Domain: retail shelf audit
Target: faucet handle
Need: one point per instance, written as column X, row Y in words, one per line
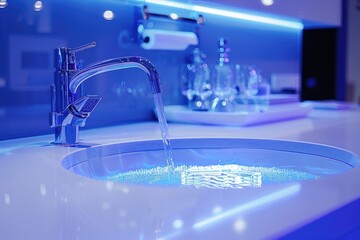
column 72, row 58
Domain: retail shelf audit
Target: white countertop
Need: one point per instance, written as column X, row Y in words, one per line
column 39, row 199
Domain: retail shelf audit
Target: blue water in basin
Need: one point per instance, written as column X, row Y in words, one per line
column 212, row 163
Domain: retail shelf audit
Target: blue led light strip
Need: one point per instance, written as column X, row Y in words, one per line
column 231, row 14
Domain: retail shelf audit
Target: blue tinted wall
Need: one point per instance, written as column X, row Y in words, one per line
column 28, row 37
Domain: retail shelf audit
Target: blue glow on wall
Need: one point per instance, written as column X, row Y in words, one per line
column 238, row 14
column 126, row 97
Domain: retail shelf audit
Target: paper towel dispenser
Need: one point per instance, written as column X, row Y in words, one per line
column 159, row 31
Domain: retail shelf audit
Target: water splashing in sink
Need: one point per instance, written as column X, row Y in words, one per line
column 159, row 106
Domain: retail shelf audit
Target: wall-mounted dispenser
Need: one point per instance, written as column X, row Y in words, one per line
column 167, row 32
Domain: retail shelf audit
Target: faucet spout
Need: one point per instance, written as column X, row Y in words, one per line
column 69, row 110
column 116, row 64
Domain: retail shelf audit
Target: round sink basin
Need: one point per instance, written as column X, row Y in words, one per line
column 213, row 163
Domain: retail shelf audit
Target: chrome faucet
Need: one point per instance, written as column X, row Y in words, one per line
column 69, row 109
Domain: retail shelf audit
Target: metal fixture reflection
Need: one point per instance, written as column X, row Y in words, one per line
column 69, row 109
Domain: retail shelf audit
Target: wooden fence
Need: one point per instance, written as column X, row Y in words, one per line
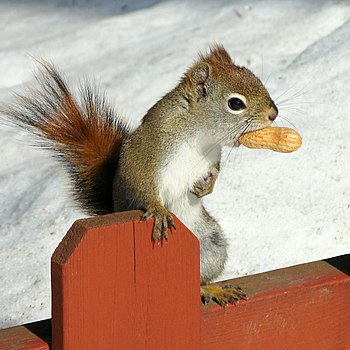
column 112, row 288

◆ ◆ ◆ ◆

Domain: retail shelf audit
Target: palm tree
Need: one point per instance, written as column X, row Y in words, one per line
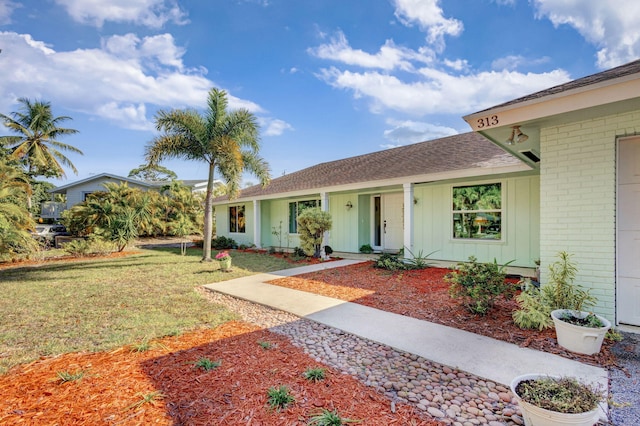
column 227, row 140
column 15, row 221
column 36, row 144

◆ ◆ ◆ ◆

*TASK BRIEF*: Should a line in the material contain "faucet", copy it.

*TASK RESULT*:
Target: faucet handle
Target: faucet spout
Target: chrome faucet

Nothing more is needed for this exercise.